### What is asked
Duplicate the listing line for line, starting at the line containing "Put one point on each instance of the soccer" and ending at the line containing "Target: green metal fence post", with both of those lines included.

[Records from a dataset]
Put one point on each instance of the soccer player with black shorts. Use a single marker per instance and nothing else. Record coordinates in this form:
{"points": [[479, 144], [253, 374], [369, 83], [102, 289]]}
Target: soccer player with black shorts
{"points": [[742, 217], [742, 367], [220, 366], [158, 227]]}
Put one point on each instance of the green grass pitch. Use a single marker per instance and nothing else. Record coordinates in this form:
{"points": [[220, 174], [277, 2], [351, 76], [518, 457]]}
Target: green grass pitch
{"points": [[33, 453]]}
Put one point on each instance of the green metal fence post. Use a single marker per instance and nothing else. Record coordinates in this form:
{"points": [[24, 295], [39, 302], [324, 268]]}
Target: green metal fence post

...

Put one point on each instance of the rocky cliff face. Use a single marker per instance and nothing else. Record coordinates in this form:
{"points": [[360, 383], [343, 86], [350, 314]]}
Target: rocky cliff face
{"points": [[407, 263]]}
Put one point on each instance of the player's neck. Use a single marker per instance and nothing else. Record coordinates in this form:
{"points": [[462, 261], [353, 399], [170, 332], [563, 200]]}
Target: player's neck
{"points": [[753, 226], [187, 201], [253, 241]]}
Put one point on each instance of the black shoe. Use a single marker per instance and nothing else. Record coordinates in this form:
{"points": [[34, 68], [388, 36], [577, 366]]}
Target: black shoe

### Written solution
Put one point on each instance of the soccer player with black shorts. Use a single marker per instance and nothing else. Record coordinates in this form:
{"points": [[479, 144], [253, 374], [369, 83], [102, 289]]}
Target: soccer player with black shorts
{"points": [[742, 217], [742, 367], [220, 366], [158, 227]]}
Put one point on each instance of the green grass pitch. Use a single marker per instance and nothing else. Record coordinates in this form:
{"points": [[220, 174], [277, 2], [351, 76], [518, 457]]}
Target: green grass pitch
{"points": [[33, 453]]}
Put one point on each instance of the green metal fence post. Use a single marker per instance and nothing else. Record coordinates in this form:
{"points": [[24, 295], [39, 302], [324, 268]]}
Target: green metal fence post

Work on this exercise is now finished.